**Selected passage**
Re: [PATCH] mm/vmstat: spread vmstat_update requeue across the stat interval

From: Usama Arif

Date: Wed Apr 01 2026 - 11:51:46 EST

On Wed, 01 Apr 2026 06:57:50 -0700 Breno Leitao <leitao@xxxxxxxxxx> wrote:

> vmstat_update uses round_jiffies_relative() when re-queuing itself,
> which aligns all CPUs' timers to the same second boundary. When many
> CPUs have pending PCP pages to drain, they all call decay_pcp_high() ->
> free_pcppages_bulk() simultaneously, serializing on zone->lock and
> hitting contention.
>
> Introduce vmstat_spread_delay() which distributes each CPU's
> vmstat_update evenly across the stat interval instead of aligning them.
>
> This does not increase the number of timer interrupts — each CPU still
> fires once per interval. The timers are simply staggered rather than
> aligned. Additionally, vmstat_work is DEFERRABLE_WORK, so it does not
> wake idle CPUs regardless of scheduling; the spread only affects CPUs
> that are already active
>
> `perf lock contention` shows 7.5x reduction in zone->lock contention
> (872 -> 117 contentions, 199ms -> 81ms total wait) on a 72-CPU aarch64
> system under memory pressure.
>
> Tested on a 72-CPU aarch64 system using stress-ng --vm to generate
> memory allocation bursts. Lock contention was measured with:
>
> perf lock contention -a -b -S free_pcppages_bulk
>
> Results with KASAN enabled:
>
> free_pcppages_bulk contention (KASAN):
> +--------------+----------+----------+
> | Metric | No fix | With fix |
> +--------------+----------+----------+
> | Contentions | 872 | 117 |
> | Total wait | 199.43ms | 80.76ms |
> | Max wait | 4.19ms | 35.76ms |
> +--------------+----------+----------+
>
> Results without KASAN:
>
> free_pcppages_bulk contention (no KASAN):
> +--------------+----------+----------+
> | Metric | No fix | With fix |
> +--------------+----------+----------+
> | Contentions | 240 | 133 |
> | Total wait | 34.01ms | 24.61ms |
> | Max wait | 965us | 1.35ms |
> +--------------+----------+----------+
>
> Signed-off-by: Breno Leitao <leitao@xxxxxxxxxx>
> ---
> mm/vmstat.c | 25 ++++++++++++++++++++++++-
> 1 file changed, 24 insertions(+), 1 deletion(-)
>
> diff --git a/mm/vmstat.c b/mm/vmstat.c
> index 2370c6fb1fcd..2e94bd765606 100644
> --- a/mm/vmstat.c
> +++ b/mm/vmstat.c
> @@ -2032,6 +2032,29 @@ static int vmstat_refresh(const struct ctl_table *table, int write,
> }
> #endif /* CONFIG_PROC_FS */
>
> +/*
> + * Return a per-cpu delay that spreads vmstat_update work across the stat
> + * interval. Without this, round_jiffies_relative() aligns every CPU's
> + * timer to the same second boundary, causing a thundering-herd on
> + * zone->lock when multiple CPUs drain PCP pages simultaneously via
> + * decay_pcp_high() -> free_pcppages_bulk().

**Stored data**
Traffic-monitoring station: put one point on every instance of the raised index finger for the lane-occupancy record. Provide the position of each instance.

**Exercise directions**
Please print everything in the vmstat patch message above from "On Wed, 01 Apr" down to "of aligning them.".

**Solved exercise**
On Wed, 01 Apr 2026 06:57:50 -0700 Breno Leitao <leitao@xxxxxxxxxx> wrote:

> vmstat_update uses round_jiffies_relative() when re-queuing itself,
> which aligns all CPUs' timers to the same second boundary. When many
> CPUs have pending PCP pages to drain, they all call decay_pcp_high() ->
> free_pcppages_bulk() simultaneously, serializing on zone->lock and
> hitting contention.
>
> Introduce vmstat_spread_delay() which distributes each CPU's
> vmstat_update evenly across the stat interval instead of aligning them.